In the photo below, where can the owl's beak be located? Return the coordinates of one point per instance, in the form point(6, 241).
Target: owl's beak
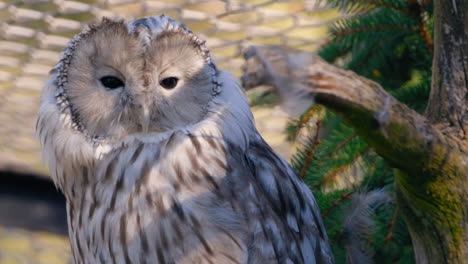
point(145, 118)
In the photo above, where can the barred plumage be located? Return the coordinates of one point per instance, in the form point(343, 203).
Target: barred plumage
point(156, 174)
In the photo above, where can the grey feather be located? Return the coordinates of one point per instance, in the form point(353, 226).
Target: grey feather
point(359, 223)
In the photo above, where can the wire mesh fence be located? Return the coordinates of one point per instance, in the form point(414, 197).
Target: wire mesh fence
point(33, 32)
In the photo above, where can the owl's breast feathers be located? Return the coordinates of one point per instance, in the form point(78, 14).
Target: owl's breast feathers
point(194, 198)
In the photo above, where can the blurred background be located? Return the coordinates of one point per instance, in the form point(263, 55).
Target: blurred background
point(32, 34)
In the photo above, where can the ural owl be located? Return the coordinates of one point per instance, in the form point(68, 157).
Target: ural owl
point(156, 152)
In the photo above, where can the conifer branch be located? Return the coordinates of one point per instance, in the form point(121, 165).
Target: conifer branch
point(389, 235)
point(310, 151)
point(335, 171)
point(340, 146)
point(292, 135)
point(336, 203)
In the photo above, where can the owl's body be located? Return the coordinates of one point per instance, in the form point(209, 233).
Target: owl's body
point(158, 157)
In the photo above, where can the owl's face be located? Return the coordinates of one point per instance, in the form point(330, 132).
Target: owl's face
point(149, 75)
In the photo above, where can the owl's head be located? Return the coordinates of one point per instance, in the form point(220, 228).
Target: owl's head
point(147, 75)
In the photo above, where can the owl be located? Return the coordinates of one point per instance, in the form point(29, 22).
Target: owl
point(157, 154)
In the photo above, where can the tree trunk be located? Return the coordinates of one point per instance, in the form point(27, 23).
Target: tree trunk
point(430, 152)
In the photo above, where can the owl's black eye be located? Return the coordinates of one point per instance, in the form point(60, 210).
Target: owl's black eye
point(111, 82)
point(169, 83)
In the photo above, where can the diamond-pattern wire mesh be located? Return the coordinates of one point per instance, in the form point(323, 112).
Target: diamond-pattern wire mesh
point(33, 32)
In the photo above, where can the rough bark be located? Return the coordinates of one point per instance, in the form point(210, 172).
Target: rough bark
point(430, 152)
point(449, 91)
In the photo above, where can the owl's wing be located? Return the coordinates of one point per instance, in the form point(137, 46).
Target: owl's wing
point(292, 201)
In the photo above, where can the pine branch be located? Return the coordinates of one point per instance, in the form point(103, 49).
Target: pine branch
point(303, 119)
point(335, 171)
point(336, 203)
point(337, 148)
point(389, 235)
point(310, 151)
point(426, 3)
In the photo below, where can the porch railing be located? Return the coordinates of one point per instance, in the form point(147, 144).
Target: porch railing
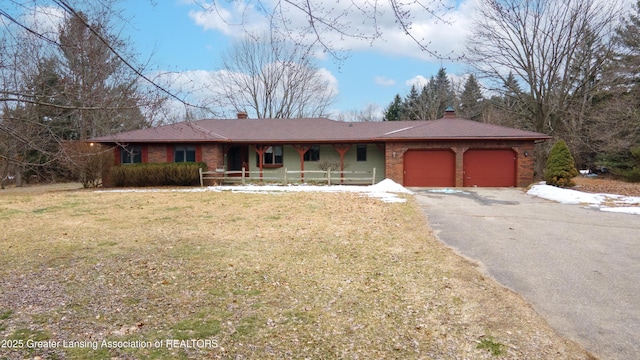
point(285, 176)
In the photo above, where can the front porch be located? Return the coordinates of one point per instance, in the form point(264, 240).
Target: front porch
point(291, 163)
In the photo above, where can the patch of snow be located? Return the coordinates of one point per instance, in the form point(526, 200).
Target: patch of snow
point(388, 185)
point(605, 202)
point(385, 190)
point(447, 191)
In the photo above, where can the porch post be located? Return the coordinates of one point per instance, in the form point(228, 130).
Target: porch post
point(260, 149)
point(301, 149)
point(342, 150)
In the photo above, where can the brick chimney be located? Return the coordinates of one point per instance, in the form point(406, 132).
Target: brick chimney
point(449, 113)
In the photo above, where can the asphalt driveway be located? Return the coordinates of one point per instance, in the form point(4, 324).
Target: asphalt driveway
point(578, 267)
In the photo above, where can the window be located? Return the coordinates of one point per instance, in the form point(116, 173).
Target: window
point(361, 154)
point(313, 154)
point(131, 154)
point(184, 154)
point(272, 156)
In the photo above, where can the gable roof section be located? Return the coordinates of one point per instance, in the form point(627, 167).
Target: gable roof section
point(318, 130)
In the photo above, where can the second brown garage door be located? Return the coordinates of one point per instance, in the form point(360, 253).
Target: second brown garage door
point(490, 168)
point(429, 168)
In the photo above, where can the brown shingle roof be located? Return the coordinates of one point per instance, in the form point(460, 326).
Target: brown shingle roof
point(318, 130)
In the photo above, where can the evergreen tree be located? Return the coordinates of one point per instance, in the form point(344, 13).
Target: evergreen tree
point(438, 95)
point(561, 167)
point(410, 105)
point(471, 100)
point(394, 111)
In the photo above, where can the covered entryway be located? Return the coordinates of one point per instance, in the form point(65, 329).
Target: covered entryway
point(429, 168)
point(489, 167)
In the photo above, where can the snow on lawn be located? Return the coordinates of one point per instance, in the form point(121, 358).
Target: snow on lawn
point(387, 190)
point(605, 202)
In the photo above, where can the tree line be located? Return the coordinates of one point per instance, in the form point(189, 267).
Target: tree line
point(566, 69)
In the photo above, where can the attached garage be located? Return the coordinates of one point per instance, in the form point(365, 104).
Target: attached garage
point(430, 168)
point(489, 167)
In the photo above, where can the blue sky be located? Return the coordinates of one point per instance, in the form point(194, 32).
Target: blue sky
point(180, 36)
point(183, 39)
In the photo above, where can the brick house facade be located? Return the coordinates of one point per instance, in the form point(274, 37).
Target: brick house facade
point(214, 143)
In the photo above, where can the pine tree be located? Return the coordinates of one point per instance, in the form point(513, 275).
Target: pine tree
point(394, 110)
point(410, 105)
point(560, 166)
point(471, 100)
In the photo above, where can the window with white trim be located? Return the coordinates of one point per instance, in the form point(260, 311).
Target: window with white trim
point(131, 154)
point(184, 153)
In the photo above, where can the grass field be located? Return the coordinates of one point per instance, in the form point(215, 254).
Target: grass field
point(228, 275)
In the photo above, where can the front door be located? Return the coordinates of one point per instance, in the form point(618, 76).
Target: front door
point(237, 158)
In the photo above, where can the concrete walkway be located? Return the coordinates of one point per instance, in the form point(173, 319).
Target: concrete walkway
point(578, 267)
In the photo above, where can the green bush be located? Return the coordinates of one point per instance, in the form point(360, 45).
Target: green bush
point(561, 167)
point(157, 174)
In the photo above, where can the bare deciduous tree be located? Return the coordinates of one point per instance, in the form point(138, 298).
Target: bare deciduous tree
point(330, 23)
point(60, 85)
point(540, 43)
point(273, 78)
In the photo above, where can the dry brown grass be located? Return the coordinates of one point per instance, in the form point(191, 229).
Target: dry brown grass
point(606, 185)
point(260, 275)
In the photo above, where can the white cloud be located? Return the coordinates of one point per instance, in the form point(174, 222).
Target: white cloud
point(443, 36)
point(235, 20)
point(418, 81)
point(383, 81)
point(200, 88)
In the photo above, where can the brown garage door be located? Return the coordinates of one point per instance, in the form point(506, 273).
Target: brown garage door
point(489, 168)
point(429, 168)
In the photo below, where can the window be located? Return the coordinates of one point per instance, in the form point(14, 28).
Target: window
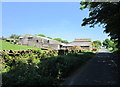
point(48, 41)
point(37, 41)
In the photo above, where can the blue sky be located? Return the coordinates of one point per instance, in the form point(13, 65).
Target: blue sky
point(53, 19)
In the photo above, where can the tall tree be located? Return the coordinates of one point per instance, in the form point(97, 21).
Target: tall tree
point(107, 43)
point(14, 36)
point(106, 14)
point(61, 40)
point(41, 35)
point(97, 44)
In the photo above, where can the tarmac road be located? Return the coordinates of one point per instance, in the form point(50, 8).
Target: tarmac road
point(101, 70)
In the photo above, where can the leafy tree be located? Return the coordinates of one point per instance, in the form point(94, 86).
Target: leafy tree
point(49, 37)
point(14, 36)
point(58, 39)
point(106, 14)
point(41, 35)
point(64, 41)
point(97, 44)
point(107, 43)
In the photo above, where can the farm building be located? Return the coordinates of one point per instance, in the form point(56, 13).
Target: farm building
point(38, 41)
point(43, 42)
point(83, 43)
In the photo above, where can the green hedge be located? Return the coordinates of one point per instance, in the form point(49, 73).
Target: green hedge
point(31, 69)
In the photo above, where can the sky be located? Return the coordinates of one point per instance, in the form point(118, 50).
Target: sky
point(53, 19)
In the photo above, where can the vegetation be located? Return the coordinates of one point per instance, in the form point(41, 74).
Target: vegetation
point(10, 46)
point(109, 44)
point(36, 68)
point(41, 35)
point(15, 36)
point(97, 44)
point(101, 13)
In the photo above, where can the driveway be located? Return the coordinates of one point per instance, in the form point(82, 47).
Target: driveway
point(101, 70)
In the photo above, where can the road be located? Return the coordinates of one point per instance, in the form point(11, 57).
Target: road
point(101, 70)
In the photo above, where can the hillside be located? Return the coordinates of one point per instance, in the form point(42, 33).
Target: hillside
point(8, 46)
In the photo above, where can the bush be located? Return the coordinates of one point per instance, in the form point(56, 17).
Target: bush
point(39, 68)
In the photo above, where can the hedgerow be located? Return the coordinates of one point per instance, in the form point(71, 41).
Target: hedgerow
point(36, 68)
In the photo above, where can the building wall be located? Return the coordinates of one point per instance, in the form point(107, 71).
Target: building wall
point(37, 41)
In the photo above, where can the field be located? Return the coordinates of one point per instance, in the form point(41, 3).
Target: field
point(8, 46)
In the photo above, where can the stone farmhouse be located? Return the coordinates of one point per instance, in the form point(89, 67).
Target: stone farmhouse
point(38, 41)
point(43, 42)
point(83, 43)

The request: Update the records from their start through the line that contains "point(156, 152)", changing "wire mesh fence" to "chain-link fence" and leaving everything else as it is. Omit the pictures from your answer.

Answer to the task:
In the photo below, where can the owl's beak be located? Return the coordinates of one point per instance, in the form point(6, 241).
Target: owl's beak
point(145, 118)
In the photo above, where can the barred plumage be located? Return the coordinates of one point per instance, in the form point(343, 203).
Target: barred plumage
point(156, 174)
In the photo above, where can the grey feather be located? Return the coordinates of one point per instance, in the form point(353, 226).
Target: grey feather
point(359, 223)
In the photo above, where can the chain-link fence be located? Return the coordinates of one point per instance, in the form point(414, 197).
Target: chain-link fence
point(33, 32)
In the photo above, where can the owl's breast feathers be located? Return the coordinates of one point per instance, in the form point(78, 14).
Target: owl's breast feathers
point(194, 198)
In the photo above, where can the blurred background be located? Return the coordinates of one point per instance, in the form point(263, 55).
Target: blurred background
point(32, 34)
In the photo above, where can the ural owl be located? Return the coordinates of one point per instance, in the form point(68, 157).
Target: ural owl
point(156, 152)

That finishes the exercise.